*Yazılı talep 1:*
Lütfen seçkiden sonra gelen satırların tamamını harfi harfine yeniden yazın.

*Seçki:*
Genelkurmay Başkanı Orgeneral İlker Başbuğ, terörün globalleşmesinin uluslararası yardımlaşmayı mecbur hale getirdiğini belirtti. Terörizmin kaynağı ve hedefi ne olursa olsun hiçbir şekilde meşru olmayacağının altını çizen Orgeneral Başbuğ, mücadelenin insan odaklı yapılması gerektiğini kaydetti.

Küresel Terörizm ve Uluslararası İşbirliği Sempozyumu’nun açılış konuşmasını yapan Orgeneral Başbuğ, yeni güvenlik anlaşının daha geniş bir tehdidi içerecek şekilde genişletilmesi gereğine değindi. Başbuğ, "Bunlar terör ve askeri tehditlerin yanı sıra, ekonomik eşitsizlik, adaletsizlik ve doğal kaynakların yok olması, etnik anlaşmazlıklar, uluslar arası göç, uyuşturucu ticareti ve enerji haklarının güvenliği gibi sorunları da içermektedir" dedi.

Orgeneral Başbuğ, yeni güvenlik sisteminin sadece gündeminin genişletilmesinden ibaret olmadığını, güvenliğinin bir bütün olduğunun altını çizerek şöyle devam etti:

"Ancak insan güvenliğini merkeze almayı önleyen yeni güvenlik anlayışının, devlet güvenliğini geri plana attığı da söylenemez. Bugün özellikle terörün barındığı ve buradan diğer ülkelere tehdit oluşturduğu ülkelere bakarsak, buralarda devletin bütün kurumlarıyla başarılı ve etkin olmadığı yönetimlerin bulunduğunu da görebiliriz. Terörizmin küreselleşmesi sınır aşan niteliği ülkelerin işbirliğini zorunlu kılmaktadır. Terörizm kaynağı hedefi amacı her ne olursa olsun hiçbir şekilde meşruluğu olmayan insanlık dışı eylemlerin bütünüdür."

-"TERÖR İSLAMLA ÖZDEŞLEŞTİRİLEMEZ"-

Konuşmasında salonda bulunan Pakistan Peşaver şehrindeki 11.Kolordu Komutanı Muhammed Mesut'a da atıfta bulunan Orgeneral Başbuğ, "Kendisiyle ziyaret esnasında 14 Ekim 2009’da tanışmış ve görüşmüşdüm. Korgeneral Mesud, maalesef oğlunu tek oğlunu 4 Aralık 2009 tarihinde cereyan eden bir terör saldırında kaybetti. Amacım burada bu acıyı kendisine hatırlatmak değil, ama hepinizin huzurunda yaşadıkları bu büyük acıyı bir defa daha kendisiyle paylaşmaktır" diyerek şöyle devam etti:

"Ancak terör karşısında boyun eğmemeliyiz. Acımızı yüreğimize gömmeli, mücadelemize devam etmeliyiz. Korgeneral Mesud’un bugün burada bizimle beraber olması işte bunun güzel bir örneğidir. Demokrasi haklar özgürlükler ve sorumluluklar sistemidir. Demokrasinin sunduğu fırsat alanlarını kullananlar bireylerin en temel hakkı olan yaşam hakkını hedef alan terörizm faaliyetlerini hiçbir nedenle hoş göremez. Terör ve terörizm desteklenemez. Görmezlikten gelinemez.

*Mevcut satırlar:*
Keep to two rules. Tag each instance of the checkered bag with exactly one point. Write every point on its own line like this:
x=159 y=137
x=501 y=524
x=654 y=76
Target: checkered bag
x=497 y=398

*Yazılı talep 2:*
Seçkiye göre Orgeneral Başbuğ, Korgeneral Mesud ile hangi tarihte tanışmıştı?

*Tam yanıt 1:*
Keep to two rules. Tag each instance of the checkered bag with exactly one point. Write every point on its own line like this:
x=159 y=137
x=501 y=524
x=654 y=76
Target: checkered bag
x=497 y=398

*Tam yanıt 2:*
14 Ekim 2009'da tanışmıştı.